— SOURCE —
Best Practices using Constructors

  1. Always use try-finally blocks for proper memory management
  2. Validate the data after loading
  3. Check for missing values
  4. Preview the data to ensure it loaded correctly
  5. Use appropriate error handling

2. Data Access Methods

function GetColumn(Index: Integer): TDuckDBColumn;
  • Returns column information by index
  • Raises exception if index out of bounds
function GetColumnNames: TStringArray;
  • Returns an array containing the names of all columns in the DataFrame
  • Useful for retrieving column names without accessing individual columns
function GetColumn(Index: Integer): TDuckDBColumn;
  • Returns the column information at the specified index.
  • Raises an exception if the index is out of bounds.

— RAW DATA —
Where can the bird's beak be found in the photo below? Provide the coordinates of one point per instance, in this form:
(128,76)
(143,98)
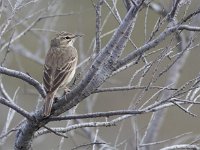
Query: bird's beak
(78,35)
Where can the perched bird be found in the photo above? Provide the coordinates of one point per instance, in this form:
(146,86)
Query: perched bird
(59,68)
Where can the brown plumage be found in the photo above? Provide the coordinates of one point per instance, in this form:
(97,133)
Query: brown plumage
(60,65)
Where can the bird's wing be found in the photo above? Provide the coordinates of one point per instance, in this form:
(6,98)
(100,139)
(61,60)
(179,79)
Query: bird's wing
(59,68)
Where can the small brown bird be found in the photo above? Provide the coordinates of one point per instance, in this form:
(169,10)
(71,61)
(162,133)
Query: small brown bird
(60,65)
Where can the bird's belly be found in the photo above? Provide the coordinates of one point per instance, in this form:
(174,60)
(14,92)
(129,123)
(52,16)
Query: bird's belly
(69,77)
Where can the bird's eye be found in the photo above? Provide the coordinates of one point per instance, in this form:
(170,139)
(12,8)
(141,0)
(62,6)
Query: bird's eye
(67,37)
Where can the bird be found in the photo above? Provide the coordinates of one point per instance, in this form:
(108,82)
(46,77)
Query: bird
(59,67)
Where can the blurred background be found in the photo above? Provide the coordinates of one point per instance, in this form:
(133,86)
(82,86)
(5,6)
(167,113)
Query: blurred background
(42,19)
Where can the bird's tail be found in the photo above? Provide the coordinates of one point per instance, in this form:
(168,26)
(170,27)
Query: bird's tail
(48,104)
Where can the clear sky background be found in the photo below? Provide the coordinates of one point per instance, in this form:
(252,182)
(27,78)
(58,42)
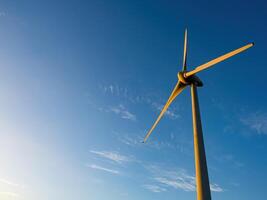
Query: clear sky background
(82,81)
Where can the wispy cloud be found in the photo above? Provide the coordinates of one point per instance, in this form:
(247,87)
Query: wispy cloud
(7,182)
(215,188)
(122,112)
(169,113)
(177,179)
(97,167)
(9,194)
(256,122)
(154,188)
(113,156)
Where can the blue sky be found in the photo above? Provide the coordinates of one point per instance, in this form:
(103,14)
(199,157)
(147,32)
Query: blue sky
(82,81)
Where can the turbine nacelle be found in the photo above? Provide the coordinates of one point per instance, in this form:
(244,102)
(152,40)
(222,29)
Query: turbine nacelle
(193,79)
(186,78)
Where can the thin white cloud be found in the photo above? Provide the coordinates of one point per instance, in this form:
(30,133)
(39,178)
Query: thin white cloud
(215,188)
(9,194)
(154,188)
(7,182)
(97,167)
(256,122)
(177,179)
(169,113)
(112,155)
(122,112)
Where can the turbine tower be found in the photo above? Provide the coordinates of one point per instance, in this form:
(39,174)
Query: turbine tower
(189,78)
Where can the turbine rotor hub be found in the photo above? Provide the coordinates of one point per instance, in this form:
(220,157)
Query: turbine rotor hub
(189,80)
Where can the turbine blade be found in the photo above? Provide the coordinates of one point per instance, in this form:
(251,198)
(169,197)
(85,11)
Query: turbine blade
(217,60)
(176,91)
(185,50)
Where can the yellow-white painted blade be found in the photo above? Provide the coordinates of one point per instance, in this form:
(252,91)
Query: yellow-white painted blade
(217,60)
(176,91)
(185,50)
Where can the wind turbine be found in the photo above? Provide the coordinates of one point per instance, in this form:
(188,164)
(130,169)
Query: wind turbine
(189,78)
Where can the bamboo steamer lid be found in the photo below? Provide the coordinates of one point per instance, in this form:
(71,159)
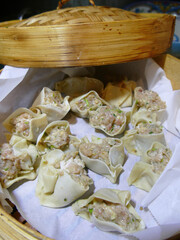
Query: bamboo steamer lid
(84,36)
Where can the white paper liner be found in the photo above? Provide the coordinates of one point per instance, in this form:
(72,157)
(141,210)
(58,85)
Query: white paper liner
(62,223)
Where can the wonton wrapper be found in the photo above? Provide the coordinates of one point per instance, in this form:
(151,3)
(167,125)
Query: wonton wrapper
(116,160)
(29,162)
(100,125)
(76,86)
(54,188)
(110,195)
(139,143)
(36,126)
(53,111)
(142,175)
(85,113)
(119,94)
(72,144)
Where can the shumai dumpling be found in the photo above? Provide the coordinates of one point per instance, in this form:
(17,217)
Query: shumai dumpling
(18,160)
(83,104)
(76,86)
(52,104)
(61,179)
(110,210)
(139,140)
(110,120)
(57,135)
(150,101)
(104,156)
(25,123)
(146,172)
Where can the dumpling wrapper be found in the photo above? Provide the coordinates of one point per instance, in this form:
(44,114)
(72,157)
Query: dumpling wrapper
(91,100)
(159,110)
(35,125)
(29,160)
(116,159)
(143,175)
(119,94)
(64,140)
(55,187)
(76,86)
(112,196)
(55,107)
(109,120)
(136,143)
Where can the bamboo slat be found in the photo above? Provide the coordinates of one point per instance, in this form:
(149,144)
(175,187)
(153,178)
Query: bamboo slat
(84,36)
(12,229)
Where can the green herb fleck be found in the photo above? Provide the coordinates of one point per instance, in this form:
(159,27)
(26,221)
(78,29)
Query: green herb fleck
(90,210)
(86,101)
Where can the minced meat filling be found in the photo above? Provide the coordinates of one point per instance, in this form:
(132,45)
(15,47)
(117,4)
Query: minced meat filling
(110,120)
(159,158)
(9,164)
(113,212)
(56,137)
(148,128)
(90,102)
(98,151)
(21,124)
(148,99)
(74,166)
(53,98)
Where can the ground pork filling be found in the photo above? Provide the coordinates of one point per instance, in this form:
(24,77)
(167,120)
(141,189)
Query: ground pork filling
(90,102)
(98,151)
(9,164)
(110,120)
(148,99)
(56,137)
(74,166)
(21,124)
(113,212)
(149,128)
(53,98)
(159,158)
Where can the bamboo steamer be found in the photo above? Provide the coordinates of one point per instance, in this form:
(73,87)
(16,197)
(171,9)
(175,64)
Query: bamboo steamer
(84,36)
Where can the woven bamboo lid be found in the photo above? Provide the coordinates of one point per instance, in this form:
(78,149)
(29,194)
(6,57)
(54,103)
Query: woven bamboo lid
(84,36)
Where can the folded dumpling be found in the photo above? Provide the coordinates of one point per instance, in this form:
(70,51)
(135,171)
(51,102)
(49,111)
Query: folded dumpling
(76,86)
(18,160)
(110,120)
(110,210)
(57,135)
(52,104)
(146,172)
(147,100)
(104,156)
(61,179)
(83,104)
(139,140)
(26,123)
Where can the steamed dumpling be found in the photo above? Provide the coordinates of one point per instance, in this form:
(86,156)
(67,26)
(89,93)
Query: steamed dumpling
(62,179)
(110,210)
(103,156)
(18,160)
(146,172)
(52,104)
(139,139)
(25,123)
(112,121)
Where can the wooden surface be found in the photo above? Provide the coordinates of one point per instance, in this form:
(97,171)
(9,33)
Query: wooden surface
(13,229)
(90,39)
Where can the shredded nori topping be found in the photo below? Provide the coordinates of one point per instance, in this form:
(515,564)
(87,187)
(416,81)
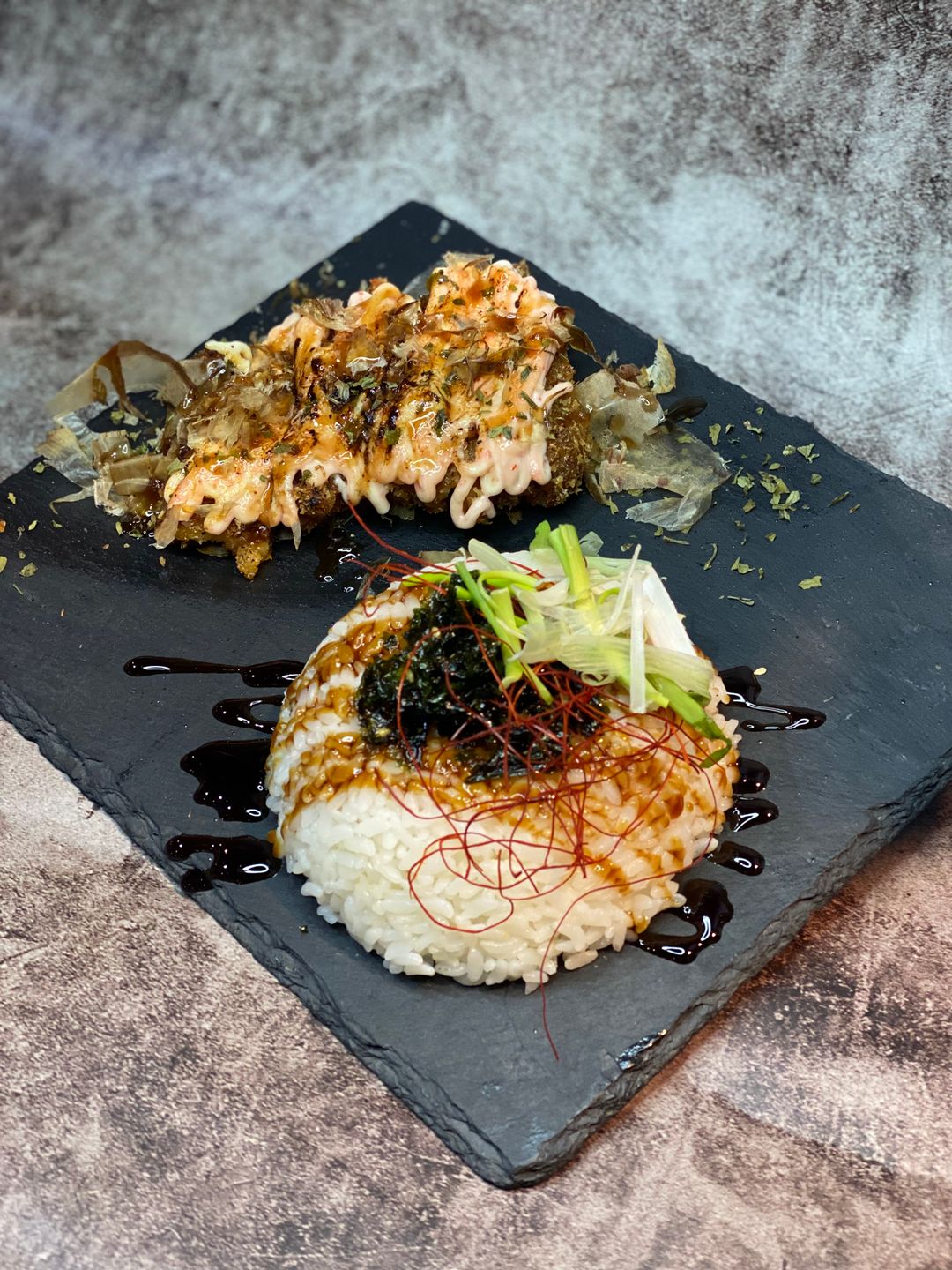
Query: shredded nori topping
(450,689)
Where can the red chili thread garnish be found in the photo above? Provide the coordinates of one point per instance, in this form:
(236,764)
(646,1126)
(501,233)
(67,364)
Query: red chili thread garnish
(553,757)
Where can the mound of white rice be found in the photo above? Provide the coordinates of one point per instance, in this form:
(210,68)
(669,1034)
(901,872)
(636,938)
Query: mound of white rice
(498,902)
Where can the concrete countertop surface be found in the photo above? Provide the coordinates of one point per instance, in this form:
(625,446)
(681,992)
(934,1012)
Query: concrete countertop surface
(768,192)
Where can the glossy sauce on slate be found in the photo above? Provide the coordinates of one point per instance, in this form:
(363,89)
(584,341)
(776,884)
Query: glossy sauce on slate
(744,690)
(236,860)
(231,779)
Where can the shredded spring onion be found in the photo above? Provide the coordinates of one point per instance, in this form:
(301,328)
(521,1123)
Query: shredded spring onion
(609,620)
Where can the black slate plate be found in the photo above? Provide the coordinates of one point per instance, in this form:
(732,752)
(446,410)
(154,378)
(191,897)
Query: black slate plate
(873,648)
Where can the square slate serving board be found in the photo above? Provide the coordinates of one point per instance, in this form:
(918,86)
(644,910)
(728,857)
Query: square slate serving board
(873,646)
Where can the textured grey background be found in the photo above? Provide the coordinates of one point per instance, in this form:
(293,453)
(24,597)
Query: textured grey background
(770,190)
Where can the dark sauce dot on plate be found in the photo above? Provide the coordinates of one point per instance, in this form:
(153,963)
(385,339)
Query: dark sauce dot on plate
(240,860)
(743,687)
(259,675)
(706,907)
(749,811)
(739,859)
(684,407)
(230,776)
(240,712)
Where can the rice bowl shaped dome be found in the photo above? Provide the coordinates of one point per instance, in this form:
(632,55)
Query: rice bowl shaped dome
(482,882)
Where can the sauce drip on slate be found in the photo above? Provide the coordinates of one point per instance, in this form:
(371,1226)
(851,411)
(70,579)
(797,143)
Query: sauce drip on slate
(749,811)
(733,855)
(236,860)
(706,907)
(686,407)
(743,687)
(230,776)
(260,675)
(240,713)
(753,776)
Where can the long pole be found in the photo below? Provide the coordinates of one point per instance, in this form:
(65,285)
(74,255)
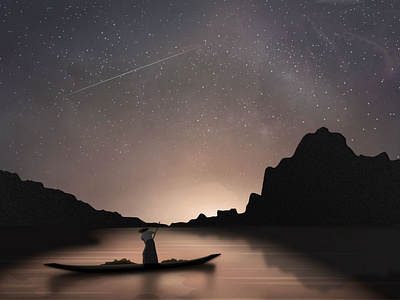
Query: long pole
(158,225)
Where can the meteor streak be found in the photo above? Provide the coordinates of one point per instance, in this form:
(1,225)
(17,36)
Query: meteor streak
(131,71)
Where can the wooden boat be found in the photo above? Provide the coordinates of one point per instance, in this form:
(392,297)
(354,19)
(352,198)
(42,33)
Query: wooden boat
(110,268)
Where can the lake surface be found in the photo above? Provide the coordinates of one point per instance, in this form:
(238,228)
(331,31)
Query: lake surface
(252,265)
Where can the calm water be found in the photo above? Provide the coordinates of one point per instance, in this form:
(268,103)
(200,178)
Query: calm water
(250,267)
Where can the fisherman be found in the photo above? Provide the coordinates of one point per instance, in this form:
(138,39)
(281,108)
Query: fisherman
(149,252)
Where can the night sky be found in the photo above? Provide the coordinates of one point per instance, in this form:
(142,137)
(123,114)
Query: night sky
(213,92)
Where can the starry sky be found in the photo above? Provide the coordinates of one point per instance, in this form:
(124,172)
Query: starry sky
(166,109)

— DESCRIPTION OF THE TASK —
In the DataFrame documentation above, what does the function GetColumnNames return?

— RESULT FOR THIS TASK —
An array containing the names of all columns in the DataFrame.